**Aim:**
Retype, without changes, every line from the line that contains "chair leg with a point." through the final line of the records. Exclude pictures.

**Dataset entries:**
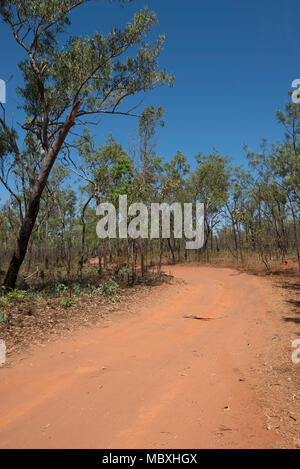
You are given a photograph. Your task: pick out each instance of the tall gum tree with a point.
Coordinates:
(66, 84)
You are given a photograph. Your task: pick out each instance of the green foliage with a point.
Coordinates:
(108, 288)
(3, 318)
(12, 298)
(59, 289)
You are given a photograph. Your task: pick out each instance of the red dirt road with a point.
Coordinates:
(157, 379)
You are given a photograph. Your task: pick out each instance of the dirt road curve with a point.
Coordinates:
(157, 379)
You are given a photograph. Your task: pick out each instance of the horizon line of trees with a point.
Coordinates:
(253, 211)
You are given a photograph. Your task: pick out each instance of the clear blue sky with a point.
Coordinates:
(234, 62)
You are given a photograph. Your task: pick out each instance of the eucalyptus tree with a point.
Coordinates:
(210, 183)
(67, 82)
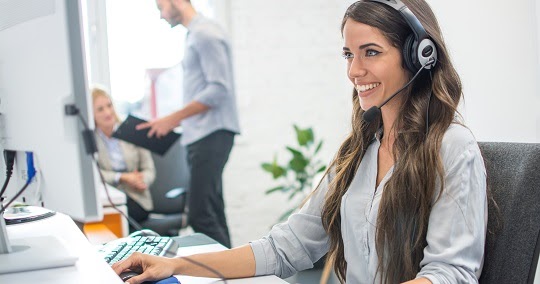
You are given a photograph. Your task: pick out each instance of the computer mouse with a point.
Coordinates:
(144, 233)
(126, 275)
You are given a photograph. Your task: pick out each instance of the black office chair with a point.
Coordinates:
(513, 243)
(169, 192)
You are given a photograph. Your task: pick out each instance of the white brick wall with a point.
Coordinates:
(288, 70)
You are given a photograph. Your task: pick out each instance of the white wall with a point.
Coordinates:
(289, 70)
(494, 44)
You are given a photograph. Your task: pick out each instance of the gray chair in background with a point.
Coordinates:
(169, 192)
(512, 244)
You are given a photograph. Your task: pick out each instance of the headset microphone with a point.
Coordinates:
(375, 111)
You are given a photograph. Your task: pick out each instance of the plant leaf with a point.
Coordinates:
(295, 152)
(319, 146)
(274, 189)
(298, 164)
(304, 136)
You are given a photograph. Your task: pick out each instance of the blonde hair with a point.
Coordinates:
(100, 91)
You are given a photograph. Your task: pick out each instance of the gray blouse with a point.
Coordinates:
(456, 230)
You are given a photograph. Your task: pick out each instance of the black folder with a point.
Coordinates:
(127, 132)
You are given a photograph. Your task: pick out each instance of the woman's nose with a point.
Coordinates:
(357, 68)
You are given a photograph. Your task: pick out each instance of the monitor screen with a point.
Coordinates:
(42, 69)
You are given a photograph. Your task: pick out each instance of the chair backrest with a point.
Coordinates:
(512, 244)
(171, 172)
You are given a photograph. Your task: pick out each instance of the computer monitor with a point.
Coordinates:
(42, 69)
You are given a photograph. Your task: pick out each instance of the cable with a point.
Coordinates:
(73, 110)
(31, 173)
(429, 103)
(217, 273)
(9, 156)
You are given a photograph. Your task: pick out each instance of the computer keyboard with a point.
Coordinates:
(122, 248)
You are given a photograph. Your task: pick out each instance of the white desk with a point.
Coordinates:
(90, 268)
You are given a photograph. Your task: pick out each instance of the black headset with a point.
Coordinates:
(419, 51)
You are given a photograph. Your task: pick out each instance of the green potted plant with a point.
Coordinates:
(296, 177)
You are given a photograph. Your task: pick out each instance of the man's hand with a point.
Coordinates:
(160, 127)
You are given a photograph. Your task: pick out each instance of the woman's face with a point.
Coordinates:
(373, 65)
(104, 113)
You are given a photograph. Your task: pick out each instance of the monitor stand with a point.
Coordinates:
(32, 253)
(25, 213)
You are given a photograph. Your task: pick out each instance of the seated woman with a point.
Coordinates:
(124, 165)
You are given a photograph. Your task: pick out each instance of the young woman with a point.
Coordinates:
(124, 165)
(404, 200)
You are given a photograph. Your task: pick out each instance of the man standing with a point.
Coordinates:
(209, 117)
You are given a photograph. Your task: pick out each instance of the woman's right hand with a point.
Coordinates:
(150, 267)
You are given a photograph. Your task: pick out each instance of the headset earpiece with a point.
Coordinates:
(409, 54)
(418, 49)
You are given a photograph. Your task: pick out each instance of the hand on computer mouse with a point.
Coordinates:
(126, 275)
(151, 267)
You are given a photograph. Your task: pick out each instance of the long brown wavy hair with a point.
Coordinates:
(417, 179)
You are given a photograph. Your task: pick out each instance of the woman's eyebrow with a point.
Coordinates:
(363, 46)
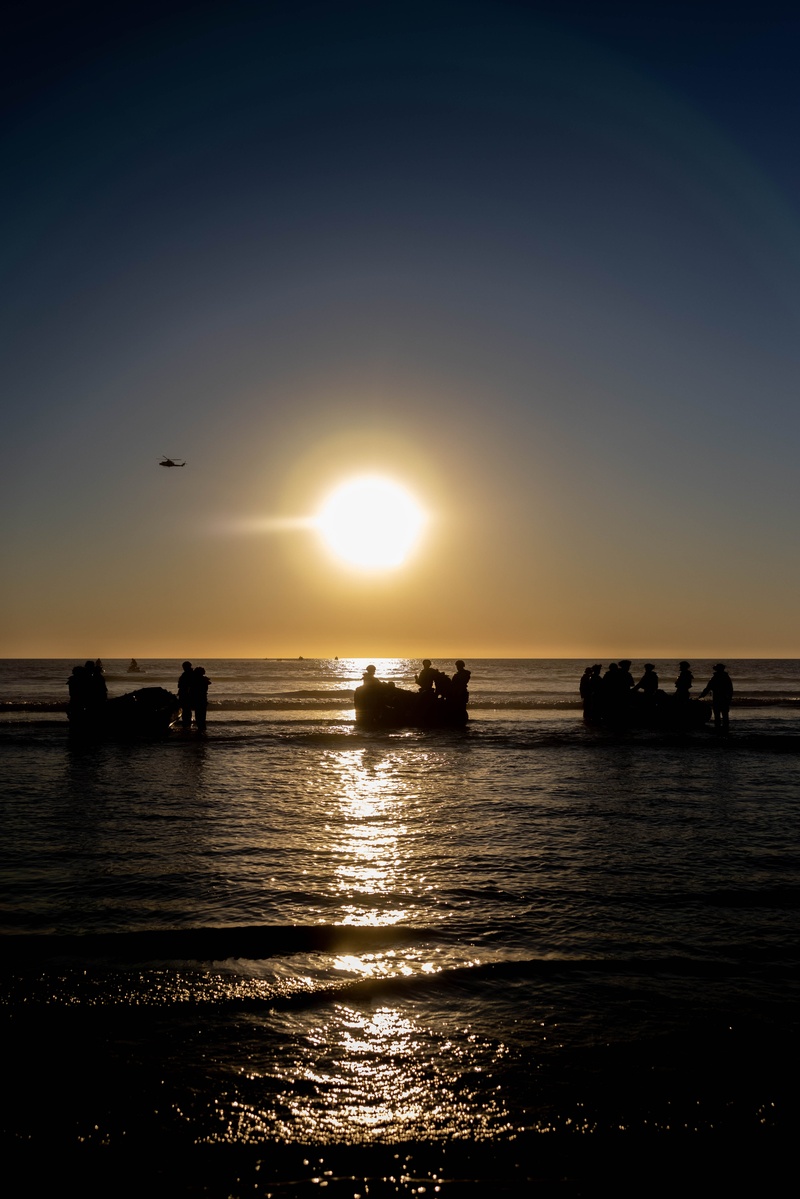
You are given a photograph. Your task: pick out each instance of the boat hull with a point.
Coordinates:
(391, 708)
(661, 711)
(146, 712)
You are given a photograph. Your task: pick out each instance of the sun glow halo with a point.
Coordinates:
(371, 523)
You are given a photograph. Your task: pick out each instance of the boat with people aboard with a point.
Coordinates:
(146, 712)
(439, 703)
(614, 700)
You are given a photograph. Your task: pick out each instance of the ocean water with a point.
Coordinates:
(300, 955)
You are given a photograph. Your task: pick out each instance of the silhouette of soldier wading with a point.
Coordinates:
(199, 697)
(721, 691)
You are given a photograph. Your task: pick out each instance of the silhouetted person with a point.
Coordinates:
(199, 697)
(96, 688)
(459, 685)
(721, 690)
(684, 681)
(426, 675)
(185, 694)
(649, 681)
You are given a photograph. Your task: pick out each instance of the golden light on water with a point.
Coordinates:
(371, 523)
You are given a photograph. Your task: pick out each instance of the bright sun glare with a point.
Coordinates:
(371, 523)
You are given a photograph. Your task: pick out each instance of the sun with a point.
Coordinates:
(371, 523)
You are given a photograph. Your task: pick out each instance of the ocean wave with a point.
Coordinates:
(212, 944)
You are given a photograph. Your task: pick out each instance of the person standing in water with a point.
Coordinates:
(721, 690)
(185, 694)
(426, 675)
(458, 685)
(199, 697)
(649, 681)
(684, 681)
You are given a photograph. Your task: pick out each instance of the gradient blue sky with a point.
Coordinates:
(537, 261)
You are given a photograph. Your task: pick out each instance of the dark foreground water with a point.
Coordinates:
(296, 956)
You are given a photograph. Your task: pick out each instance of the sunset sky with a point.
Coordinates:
(539, 264)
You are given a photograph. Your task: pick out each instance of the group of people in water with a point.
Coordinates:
(433, 685)
(88, 690)
(193, 693)
(611, 692)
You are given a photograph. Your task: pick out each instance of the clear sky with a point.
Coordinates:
(536, 263)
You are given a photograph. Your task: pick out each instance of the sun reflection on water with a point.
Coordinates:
(370, 842)
(360, 1076)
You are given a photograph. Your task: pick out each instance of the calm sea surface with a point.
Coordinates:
(299, 935)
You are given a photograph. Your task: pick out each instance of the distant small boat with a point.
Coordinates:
(382, 705)
(146, 712)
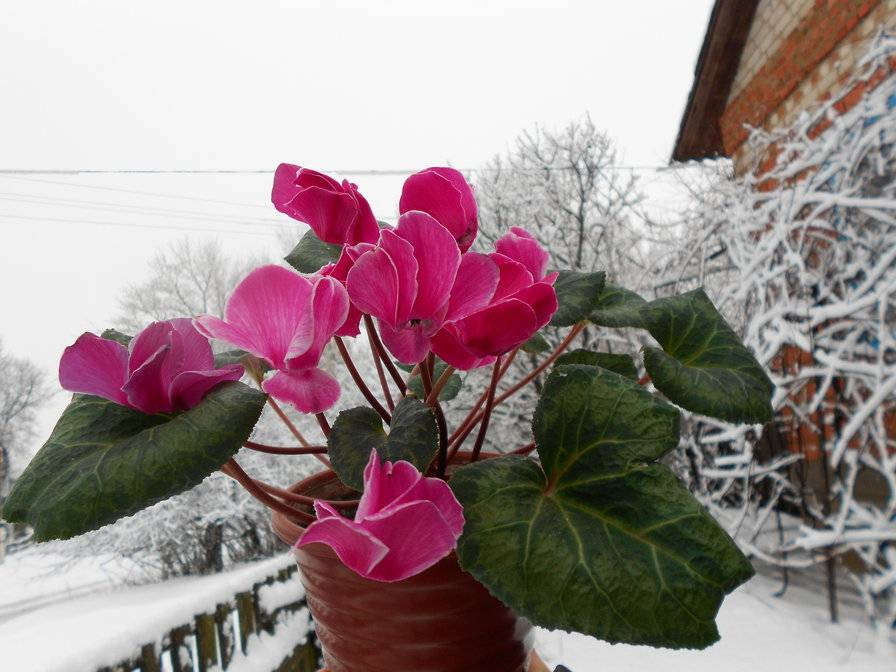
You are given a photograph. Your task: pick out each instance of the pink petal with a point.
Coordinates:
(190, 387)
(330, 214)
(439, 493)
(324, 510)
(437, 259)
(476, 281)
(384, 483)
(542, 299)
(197, 352)
(145, 387)
(94, 365)
(407, 269)
(447, 344)
(358, 549)
(521, 246)
(365, 229)
(446, 195)
(329, 308)
(498, 328)
(308, 390)
(284, 189)
(513, 276)
(147, 343)
(268, 314)
(417, 536)
(410, 345)
(372, 285)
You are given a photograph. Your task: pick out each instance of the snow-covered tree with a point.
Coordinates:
(802, 257)
(23, 390)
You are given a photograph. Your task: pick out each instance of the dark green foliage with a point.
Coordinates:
(600, 538)
(104, 461)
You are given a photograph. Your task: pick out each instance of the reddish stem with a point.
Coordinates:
(378, 363)
(489, 404)
(232, 469)
(384, 356)
(350, 365)
(524, 450)
(324, 424)
(284, 450)
(305, 499)
(295, 431)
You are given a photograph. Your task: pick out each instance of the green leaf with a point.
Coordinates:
(618, 307)
(577, 295)
(624, 365)
(703, 366)
(104, 461)
(600, 538)
(115, 335)
(451, 389)
(413, 436)
(311, 253)
(536, 344)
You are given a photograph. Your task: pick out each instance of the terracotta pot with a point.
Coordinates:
(441, 620)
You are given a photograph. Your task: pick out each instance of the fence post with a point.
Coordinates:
(206, 643)
(246, 613)
(181, 657)
(224, 624)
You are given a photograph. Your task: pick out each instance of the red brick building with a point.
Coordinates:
(765, 61)
(762, 63)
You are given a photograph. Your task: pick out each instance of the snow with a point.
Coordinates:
(759, 632)
(89, 632)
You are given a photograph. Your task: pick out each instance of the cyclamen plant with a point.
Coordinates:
(594, 534)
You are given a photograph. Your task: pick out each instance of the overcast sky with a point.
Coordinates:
(243, 86)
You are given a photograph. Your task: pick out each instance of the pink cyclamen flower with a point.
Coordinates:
(444, 194)
(521, 304)
(405, 523)
(167, 367)
(286, 319)
(337, 213)
(405, 282)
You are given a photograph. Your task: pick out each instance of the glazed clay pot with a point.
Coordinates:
(441, 620)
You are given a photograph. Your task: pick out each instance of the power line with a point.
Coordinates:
(149, 211)
(130, 225)
(140, 192)
(268, 171)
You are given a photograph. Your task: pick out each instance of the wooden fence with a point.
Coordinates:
(212, 640)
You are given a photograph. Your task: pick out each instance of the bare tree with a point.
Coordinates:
(23, 390)
(563, 187)
(186, 278)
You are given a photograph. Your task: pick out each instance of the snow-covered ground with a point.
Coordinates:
(81, 633)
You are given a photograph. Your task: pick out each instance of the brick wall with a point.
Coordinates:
(798, 53)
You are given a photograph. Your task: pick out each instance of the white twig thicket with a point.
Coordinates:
(802, 259)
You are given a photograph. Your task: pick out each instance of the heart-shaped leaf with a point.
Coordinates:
(618, 307)
(104, 461)
(413, 436)
(577, 295)
(115, 335)
(624, 365)
(451, 389)
(601, 539)
(312, 253)
(535, 345)
(703, 366)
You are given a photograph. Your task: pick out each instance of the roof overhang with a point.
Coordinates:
(699, 135)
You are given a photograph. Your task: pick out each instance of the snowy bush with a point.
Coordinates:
(803, 258)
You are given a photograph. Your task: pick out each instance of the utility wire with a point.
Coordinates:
(269, 171)
(140, 192)
(149, 211)
(172, 227)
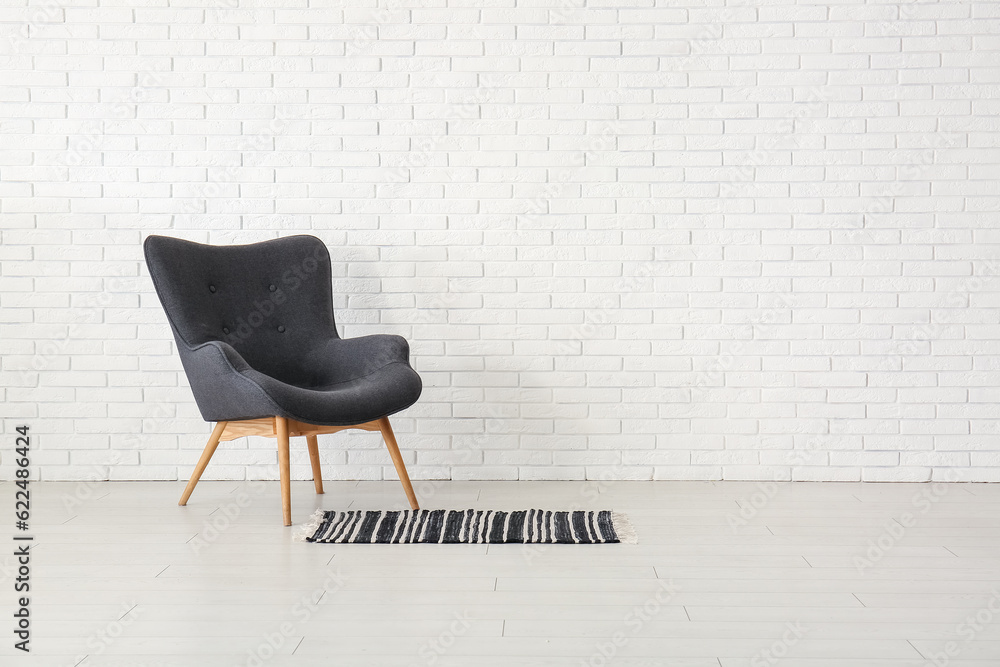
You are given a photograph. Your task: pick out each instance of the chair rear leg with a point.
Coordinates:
(206, 456)
(314, 459)
(397, 460)
(281, 425)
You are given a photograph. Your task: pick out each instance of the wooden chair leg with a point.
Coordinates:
(397, 460)
(206, 456)
(281, 426)
(314, 459)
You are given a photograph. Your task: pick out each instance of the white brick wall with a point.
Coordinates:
(644, 240)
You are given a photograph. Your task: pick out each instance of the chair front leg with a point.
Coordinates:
(397, 460)
(281, 426)
(206, 456)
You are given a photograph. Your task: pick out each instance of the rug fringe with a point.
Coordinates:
(309, 528)
(626, 533)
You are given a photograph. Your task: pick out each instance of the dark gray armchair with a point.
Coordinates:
(255, 330)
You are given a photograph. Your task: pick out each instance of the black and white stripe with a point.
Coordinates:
(466, 527)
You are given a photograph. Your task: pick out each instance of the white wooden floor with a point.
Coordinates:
(123, 576)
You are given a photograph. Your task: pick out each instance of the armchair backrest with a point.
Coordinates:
(271, 301)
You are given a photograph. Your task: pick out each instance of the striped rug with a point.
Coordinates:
(468, 527)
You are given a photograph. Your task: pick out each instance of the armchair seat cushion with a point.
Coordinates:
(379, 382)
(255, 330)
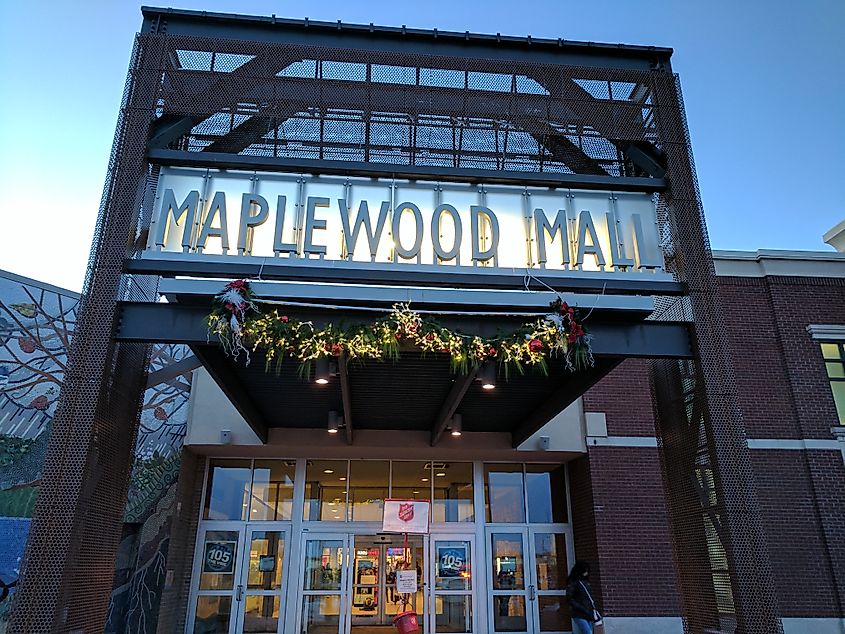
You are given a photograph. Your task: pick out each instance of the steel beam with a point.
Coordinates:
(177, 323)
(220, 160)
(221, 370)
(346, 397)
(561, 398)
(309, 270)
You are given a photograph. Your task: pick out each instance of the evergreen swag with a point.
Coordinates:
(240, 326)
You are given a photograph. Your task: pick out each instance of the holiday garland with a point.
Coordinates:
(239, 325)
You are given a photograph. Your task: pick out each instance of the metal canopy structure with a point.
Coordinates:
(410, 394)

**Exercise response:**
You are given a photograph. Your task: pick out each instance of the wooden chair leg with a point.
Coordinates:
(397, 460)
(206, 456)
(281, 426)
(314, 459)
You are given a photograph. Your task: pick out each instance of the white brick wall with a point.
Coordinates:
(644, 240)
You are given a photograph. Your task: pick out each instance of the chair front leg with a point.
Coordinates:
(397, 460)
(281, 426)
(206, 456)
You are given a photograph. Your task: pick out each instance of the rug fringe with a point.
Coordinates:
(309, 528)
(626, 533)
You are given a photograph. Your task: pick out each instance of the dark gray armchair with a point.
Coordinates:
(255, 330)
You are given a photograph. Your task: pick out each instance of the black and white stripe with a point.
Coordinates:
(466, 527)
You are given a photograph. Your task: pick out each instance of the white wooden floor with a point.
Coordinates:
(123, 576)
You are given a photograph. Your task: pick out each instance of the armchair backrest with a point.
Coordinates:
(271, 301)
You are given a photograph. Your task: pick out each instance of the striped rug with a point.
Coordinates:
(468, 527)
You are given a photograph. Your task: pick out each instance of the armchair seat cushion with a point.
Coordinates:
(379, 382)
(255, 330)
You are given a photograph. Your task: pick out each instance of the steel beam with a point.
Coordinates:
(177, 323)
(220, 160)
(221, 370)
(346, 397)
(561, 398)
(309, 270)
You are given a photograph. Your task: pick out each instance of the evergreen swag with a point.
Coordinates:
(240, 326)
You are given a photograph. Your task: pick out each instance of the holiday garland with a point.
Coordinates:
(239, 325)
You are given a photograph. Your task: pick out each instance of the metal canopy structure with a point.
Coordinates:
(410, 394)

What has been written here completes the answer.